▶ **What is being asked**
Reproduce the part of the records that opens with the line containing "Mark every instance of the reflection of hand" and closes with the line containing "x=337, y=364", swapping "Target" for "Label" wherever it occurs and leaving everything else unchanged.
□ □ □ □ □ □ □
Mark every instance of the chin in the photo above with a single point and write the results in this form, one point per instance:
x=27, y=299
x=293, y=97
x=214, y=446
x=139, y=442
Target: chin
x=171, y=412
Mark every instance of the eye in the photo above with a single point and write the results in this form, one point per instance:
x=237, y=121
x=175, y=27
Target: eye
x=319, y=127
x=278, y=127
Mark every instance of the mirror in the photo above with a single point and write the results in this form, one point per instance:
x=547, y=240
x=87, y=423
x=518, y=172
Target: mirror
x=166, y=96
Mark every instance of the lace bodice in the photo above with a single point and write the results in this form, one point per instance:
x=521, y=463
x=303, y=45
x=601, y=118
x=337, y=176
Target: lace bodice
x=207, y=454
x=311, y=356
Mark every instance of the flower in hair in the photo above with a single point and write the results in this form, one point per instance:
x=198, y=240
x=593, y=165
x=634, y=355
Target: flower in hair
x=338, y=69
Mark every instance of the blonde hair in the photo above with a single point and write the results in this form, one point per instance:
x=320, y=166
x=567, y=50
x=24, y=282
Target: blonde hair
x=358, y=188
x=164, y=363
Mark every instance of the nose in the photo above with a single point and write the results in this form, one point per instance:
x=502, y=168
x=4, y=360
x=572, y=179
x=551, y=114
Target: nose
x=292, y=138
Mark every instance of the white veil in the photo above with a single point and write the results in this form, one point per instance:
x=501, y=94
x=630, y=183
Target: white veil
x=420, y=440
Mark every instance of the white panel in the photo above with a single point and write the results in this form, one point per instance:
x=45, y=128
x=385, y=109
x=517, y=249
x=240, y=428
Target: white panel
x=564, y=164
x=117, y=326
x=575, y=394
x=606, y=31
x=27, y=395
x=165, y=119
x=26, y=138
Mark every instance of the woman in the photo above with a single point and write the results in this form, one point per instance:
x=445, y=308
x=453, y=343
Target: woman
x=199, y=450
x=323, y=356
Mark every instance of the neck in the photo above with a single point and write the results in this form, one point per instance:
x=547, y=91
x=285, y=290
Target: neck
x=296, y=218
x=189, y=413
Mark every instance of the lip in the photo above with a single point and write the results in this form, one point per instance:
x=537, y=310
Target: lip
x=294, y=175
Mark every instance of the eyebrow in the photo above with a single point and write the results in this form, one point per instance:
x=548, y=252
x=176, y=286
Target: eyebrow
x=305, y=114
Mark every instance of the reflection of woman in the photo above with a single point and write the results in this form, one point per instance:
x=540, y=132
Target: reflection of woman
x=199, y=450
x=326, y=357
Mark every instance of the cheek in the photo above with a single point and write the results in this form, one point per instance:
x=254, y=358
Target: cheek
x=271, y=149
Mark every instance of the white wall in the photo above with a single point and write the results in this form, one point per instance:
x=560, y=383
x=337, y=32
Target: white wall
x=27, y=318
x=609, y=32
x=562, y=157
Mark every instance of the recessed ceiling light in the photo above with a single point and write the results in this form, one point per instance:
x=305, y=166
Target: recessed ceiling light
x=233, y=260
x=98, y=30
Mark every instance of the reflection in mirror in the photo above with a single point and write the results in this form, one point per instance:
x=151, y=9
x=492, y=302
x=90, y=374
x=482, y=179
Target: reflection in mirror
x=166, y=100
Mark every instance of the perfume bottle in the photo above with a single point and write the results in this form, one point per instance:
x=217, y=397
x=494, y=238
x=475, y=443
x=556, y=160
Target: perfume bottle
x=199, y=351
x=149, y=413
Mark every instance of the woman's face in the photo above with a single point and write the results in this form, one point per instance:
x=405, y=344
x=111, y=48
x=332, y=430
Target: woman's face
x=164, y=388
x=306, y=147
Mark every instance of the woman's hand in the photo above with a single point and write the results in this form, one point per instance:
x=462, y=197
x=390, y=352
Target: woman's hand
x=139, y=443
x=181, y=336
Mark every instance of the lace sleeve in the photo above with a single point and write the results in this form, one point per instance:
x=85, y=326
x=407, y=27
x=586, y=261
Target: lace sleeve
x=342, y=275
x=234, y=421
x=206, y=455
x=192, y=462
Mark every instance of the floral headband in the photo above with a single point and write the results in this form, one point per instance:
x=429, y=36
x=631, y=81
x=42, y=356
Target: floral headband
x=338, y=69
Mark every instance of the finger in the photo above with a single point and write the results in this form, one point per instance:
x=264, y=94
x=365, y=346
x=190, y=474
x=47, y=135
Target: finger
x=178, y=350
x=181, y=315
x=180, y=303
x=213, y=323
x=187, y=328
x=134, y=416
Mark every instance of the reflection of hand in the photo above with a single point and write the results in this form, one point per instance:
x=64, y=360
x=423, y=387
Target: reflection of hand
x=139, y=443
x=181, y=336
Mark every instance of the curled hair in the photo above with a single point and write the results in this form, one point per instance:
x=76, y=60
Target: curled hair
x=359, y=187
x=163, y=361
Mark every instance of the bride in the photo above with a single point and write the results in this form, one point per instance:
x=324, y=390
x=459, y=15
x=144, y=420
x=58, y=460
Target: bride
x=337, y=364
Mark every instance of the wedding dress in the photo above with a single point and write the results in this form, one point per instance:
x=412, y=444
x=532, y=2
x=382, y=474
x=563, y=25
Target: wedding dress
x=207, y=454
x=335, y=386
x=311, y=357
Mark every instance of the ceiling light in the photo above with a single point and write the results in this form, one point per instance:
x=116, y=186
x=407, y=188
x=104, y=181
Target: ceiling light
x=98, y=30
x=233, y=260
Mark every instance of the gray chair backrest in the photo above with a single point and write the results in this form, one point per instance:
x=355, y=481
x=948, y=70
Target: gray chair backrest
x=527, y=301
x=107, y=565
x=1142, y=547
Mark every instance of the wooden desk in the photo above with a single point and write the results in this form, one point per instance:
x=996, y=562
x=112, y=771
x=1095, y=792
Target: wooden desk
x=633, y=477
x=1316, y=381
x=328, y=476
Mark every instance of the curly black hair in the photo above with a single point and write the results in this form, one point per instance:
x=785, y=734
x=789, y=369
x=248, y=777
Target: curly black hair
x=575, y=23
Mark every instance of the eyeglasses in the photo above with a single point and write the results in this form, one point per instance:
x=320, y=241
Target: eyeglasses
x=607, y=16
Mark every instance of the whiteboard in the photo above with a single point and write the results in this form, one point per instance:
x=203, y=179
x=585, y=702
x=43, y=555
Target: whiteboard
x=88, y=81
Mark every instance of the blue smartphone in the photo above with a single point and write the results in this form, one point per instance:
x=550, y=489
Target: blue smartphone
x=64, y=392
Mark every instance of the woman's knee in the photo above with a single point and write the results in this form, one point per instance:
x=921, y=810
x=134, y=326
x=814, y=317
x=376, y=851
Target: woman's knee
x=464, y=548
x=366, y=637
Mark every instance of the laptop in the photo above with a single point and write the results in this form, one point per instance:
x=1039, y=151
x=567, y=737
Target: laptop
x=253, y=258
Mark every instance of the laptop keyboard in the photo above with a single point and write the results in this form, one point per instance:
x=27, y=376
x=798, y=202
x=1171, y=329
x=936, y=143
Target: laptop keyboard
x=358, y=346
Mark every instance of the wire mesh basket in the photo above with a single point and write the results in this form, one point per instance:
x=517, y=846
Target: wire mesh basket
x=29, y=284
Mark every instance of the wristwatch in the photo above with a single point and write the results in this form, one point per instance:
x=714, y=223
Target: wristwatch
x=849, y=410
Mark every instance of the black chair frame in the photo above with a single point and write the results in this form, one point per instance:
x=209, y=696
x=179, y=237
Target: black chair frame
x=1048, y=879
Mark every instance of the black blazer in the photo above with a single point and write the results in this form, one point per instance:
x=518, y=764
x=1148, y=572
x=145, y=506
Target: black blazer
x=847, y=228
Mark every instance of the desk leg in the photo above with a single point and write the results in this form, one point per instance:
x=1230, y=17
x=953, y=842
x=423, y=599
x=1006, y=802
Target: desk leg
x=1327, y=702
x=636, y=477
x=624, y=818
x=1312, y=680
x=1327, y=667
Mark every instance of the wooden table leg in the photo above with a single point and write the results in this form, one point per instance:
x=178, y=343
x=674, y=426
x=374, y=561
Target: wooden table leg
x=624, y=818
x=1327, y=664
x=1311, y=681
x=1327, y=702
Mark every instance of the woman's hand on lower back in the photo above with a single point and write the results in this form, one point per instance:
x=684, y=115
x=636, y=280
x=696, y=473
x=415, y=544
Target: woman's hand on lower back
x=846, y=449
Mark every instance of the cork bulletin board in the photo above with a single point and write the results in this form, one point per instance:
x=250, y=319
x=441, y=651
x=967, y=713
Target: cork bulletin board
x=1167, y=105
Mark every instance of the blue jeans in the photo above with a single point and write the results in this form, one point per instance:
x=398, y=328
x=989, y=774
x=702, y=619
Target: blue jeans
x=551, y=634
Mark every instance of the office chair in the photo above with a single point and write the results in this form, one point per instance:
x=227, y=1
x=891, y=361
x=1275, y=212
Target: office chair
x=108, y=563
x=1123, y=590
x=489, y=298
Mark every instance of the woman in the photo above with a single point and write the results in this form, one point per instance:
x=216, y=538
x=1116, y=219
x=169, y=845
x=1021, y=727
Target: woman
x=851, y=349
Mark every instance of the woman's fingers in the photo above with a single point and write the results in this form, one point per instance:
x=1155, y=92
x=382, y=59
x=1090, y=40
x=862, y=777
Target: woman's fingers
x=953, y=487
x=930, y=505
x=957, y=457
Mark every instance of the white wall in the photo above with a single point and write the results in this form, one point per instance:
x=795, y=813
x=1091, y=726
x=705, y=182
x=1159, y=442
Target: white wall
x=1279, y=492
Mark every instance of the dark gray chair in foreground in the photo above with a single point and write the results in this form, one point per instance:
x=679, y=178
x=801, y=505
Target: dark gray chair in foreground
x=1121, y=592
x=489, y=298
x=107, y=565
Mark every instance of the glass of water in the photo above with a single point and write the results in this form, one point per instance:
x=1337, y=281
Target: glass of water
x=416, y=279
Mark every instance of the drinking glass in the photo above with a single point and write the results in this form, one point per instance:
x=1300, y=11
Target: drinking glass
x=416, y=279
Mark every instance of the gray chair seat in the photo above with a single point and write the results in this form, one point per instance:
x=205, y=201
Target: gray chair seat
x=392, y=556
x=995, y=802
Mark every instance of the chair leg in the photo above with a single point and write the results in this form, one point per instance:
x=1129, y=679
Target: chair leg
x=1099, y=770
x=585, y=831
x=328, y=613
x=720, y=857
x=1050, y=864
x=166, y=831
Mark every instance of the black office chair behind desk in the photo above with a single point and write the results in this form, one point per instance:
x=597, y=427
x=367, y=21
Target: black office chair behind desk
□ □ □ □ □ □ □
▶ **Exercise output**
Mark every instance of the reflection of hand in the photo above with a single point and write the results in this form, one point per instance:
x=64, y=360
x=423, y=387
Label: reflection of hand
x=139, y=443
x=181, y=336
Mark every instance of the curled hair in the photo above with a single point and write the results in this form, one point per instance:
x=76, y=60
Label: curled hair
x=359, y=187
x=163, y=361
Mark every instance of the bride in the photo above with a single point and write the results in this form, one point per instance:
x=324, y=390
x=459, y=15
x=144, y=420
x=58, y=460
Label: bride
x=337, y=364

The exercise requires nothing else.